Copy the lines verbatim, beginning with the line that contains "Target: pink flower" and continuing through the end of the data, and only those lines.

Natural language region descriptions
.....

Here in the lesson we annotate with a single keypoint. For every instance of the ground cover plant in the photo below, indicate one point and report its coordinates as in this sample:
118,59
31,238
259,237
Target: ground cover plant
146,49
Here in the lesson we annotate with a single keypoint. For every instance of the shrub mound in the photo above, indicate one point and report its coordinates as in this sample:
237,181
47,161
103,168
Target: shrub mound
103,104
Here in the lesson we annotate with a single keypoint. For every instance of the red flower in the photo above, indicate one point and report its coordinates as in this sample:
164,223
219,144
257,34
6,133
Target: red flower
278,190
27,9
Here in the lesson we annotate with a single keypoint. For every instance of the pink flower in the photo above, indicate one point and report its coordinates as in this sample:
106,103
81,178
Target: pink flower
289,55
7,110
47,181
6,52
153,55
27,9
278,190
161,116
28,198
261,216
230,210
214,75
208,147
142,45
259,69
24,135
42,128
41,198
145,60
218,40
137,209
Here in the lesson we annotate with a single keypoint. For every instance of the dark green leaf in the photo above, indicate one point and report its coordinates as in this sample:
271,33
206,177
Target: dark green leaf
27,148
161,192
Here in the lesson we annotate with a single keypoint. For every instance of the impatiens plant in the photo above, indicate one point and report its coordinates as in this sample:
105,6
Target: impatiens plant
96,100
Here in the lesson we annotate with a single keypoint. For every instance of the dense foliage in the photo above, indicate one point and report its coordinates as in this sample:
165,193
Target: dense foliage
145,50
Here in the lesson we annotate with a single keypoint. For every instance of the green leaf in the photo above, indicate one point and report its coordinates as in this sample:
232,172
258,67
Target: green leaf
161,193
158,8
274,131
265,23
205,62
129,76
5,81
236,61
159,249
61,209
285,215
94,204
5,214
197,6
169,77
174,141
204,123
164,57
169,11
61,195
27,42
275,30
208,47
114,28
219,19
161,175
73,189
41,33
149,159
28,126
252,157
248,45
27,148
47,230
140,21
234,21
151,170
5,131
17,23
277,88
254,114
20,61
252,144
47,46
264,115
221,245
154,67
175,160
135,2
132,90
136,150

.....

Output for this task
Target: pink flower
289,55
7,110
47,181
6,52
153,55
27,9
278,190
161,116
28,198
261,216
230,210
214,75
208,147
142,45
259,69
24,135
42,128
41,198
145,60
218,40
137,209
Here in the lesson we annotate with a single keypoint. For every instance of the dark green leaf in the photo above, indicate one point and report its coordinates as in this sample:
271,33
206,177
Target: dark green leaf
27,148
161,192
Here in the lesson we annotate with a single keypoint. For every instance of the impatiens plant in the photo above, indicate one point and report its coordinates as in this sample:
105,6
Target: impatiens plant
96,100
Here in the lesson we annotate with a single keypoint. For every instance of the dense foliage in the photo above, indicate one point and report its coordinates as in this sample:
165,193
Target: dense foliage
145,50
Here in the lesson we annotate with a single keypoint. For every instance of the green leaf in the photo above, indicate one point and report its coordinates as in this sample:
232,172
258,67
Target: green leaf
161,193
158,8
274,131
265,23
205,62
129,76
5,81
236,61
159,249
61,209
285,215
94,204
5,214
197,6
169,77
174,141
204,123
164,57
169,11
61,195
27,42
275,30
208,47
114,28
219,19
161,175
73,189
41,33
149,159
28,126
252,157
248,45
27,148
47,230
140,21
234,21
151,170
5,131
17,23
277,88
254,114
20,61
252,144
47,46
264,115
221,245
154,67
175,160
135,2
132,90
136,150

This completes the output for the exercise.